▶ WORK TO DO:
A) Give again the passage from the Leviticus 23 excerpt between "Leviticus 23 teaches" and "festivals are listed.", inclusive.
B) Proceed with the text on the festivals of Leviticus 23, writing on from the point where it stops.
— Start PAGE EXCERPT —
Crucial Turning Point

The Lord commands Moses to announce His appointed festivals as sacred assemblies. The weekly Sabbath is established first. Then the annual calendar unfolds: Passover and the Festival of Unleavened Bread, Firstfruits, the Festival of Weeks, the Feast of Trumpets, the Day of Atonement, and the Festival of Tabernacles. The chapter concludes by summarizing the appointed offerings and commanding Israel to live in booths so future generations remember that the Lord made Israel dwell in temporary shelters when He brought them out of Egypt.

Leviticus 23 teaches that holiness includes time. The Lord does not merely claim Israel's sacrifices, priests, bodies, households, and land; He claims their calendar. Sabbath rest trains Israel to stop labor and acknowledge the Lord. Passover and Unleavened Bread rehearse redemption. Firstfruits and Weeks confess that harvest belongs to God. Trumpets summons covenant attention. The Day of Atonement brings corporate humbling and rest before the Lord's atoning provision. Tabernacles combines harvest joy with wilderness remembrance. The chapter orders Israel's life around redemption, provision, atonement, joy, and generational memory.

Theological logic
  1. The festivals belong to the LORD, not merely to Israel's culture.
  2. The sacred assemblies structure Israel's communal life around worship.
  3. The Sabbath comes first, establishing weekly holy time before annual festivals are listed.
  4. Passover remembers the LORD's deliverance from Egypt.
  5. Unleavened Bread extends Passover remembrance into a week of consecrated eating, assembly, rest, and offerings.
— End PAGE EXCERPT —
— Start GIVEN INFORMATION —
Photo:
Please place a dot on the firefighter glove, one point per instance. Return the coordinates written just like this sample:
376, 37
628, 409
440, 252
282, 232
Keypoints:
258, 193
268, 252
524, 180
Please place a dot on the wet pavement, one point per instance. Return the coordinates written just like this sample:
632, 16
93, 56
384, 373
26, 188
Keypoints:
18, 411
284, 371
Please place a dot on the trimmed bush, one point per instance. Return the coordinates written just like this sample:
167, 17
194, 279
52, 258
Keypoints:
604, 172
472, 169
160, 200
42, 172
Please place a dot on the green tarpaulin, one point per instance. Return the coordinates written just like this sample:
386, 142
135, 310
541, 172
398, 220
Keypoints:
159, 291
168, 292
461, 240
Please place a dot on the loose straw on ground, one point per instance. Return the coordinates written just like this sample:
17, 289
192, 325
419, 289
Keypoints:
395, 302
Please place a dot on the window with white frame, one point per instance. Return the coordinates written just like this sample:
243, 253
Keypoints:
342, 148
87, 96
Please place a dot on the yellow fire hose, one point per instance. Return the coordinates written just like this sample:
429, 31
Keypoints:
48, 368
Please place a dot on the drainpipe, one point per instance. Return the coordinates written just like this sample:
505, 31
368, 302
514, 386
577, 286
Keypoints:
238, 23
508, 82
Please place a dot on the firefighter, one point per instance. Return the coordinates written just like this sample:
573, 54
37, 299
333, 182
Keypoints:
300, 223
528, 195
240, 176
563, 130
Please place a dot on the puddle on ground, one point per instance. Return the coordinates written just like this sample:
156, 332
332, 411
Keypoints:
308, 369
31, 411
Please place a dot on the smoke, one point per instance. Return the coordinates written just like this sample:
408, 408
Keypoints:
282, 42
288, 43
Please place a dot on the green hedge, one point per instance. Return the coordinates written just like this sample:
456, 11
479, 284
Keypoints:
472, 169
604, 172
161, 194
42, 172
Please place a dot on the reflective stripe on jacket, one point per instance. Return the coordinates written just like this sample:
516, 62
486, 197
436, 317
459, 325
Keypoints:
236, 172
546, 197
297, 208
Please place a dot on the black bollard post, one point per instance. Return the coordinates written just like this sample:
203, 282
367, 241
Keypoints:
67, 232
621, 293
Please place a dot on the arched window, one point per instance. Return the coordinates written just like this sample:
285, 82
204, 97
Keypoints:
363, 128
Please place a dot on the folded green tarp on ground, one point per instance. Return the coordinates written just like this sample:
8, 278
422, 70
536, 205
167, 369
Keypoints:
— End GIVEN INFORMATION —
▶ THE RESULTS:
A)
Leviticus 23 teaches that holiness includes time. The Lord does not merely claim Israel's sacrifices, priests, bodies, households, and land; He claims their calendar. Sabbath rest trains Israel to stop labor and acknowledge the Lord. Passover and Unleavened Bread rehearse redemption. Firstfruits and Weeks confess that harvest belongs to God. Trumpets summons covenant attention. The Day of Atonement brings corporate humbling and rest before the Lord's atoning provision. Tabernacles combines harvest joy with wilderness remembrance. The chapter orders Israel's life around redemption, provision, atonement, joy, and generational memory.

Theological logic
  1. The festivals belong to the LORD, not merely to Israel's culture.
  2. The sacred assemblies structure Israel's communal life around worship.
  3. The Sabbath comes first, establishing weekly holy time before annual festivals are listed.

B)
  6. Firstfruits requires Israel to offer the first sheaf before eating from the new harvest.
  7. The firstfruits offering teaches that harvest is received from the LORD, not seized as autonomous possession.
  8. Weeks counts fifty days from Firstfruits and celebrates the new grain offering with abundant sacrifices.
  9. The inclusion of leavened loaves in Weeks distinguishes this offering from many altar offerings and marks harvest firstfruits in a unique way.
  10. Gleaning is repeated in the Weeks section, showing that festival worship must not neglect mercy to the poor and foreigner.
  11. Trumpets opens the seventh month with a sacred summons of rest, assembly, remembrance, and offering.
  12. The Day of Atonement requires self-denial and complete rest because atonement is received, not achieved by ordinary labor.
  13. The severe penalties for ignoring the Day of Atonement show that atonement is central to covenant life.
  14. Tabernacles celebrates completed harvest with rejoicing before the LORD.
  15. Living in shelters teaches future generations that Israel's abundance in the land must never erase memory of wilderness dependence.
  16. The chapter concludes by emphasizing that Moses announced these as the appointed festivals of the LORD.
Watch Out
  • Do not separate worship from ethical responsibility toward others.
  • Do not treat the feast as merely agricultural rather than covenantal.
  • Do not ignore the role of atonement within celebratory worship.
  • Do not collapse distinct offerings into a single undifferentiated category.
  • Do not overlook the significance of structured time in worship.
  • Do not treat provision as self-generated rather than God-given.
  • Do not neglect the command to care for the poor as integral to worship.
  • Do not view yeast (leaven) in the Bible as universally evil. While it often represents sin or false teaching, here it represents ordinary, everyday human life brought into the sanctuary.
  • Do not treat verse 22 (gleaning) as a random addition. Social justice and care for the poor are at the absolute center of biblical worship; harvesting the whole field is a violation of the liturgy.
  • Do not disconnect Pentecost from the cross. The coming of the Spirit and the birth of the Church require the massive shedding of blood detailed in verses 18-19.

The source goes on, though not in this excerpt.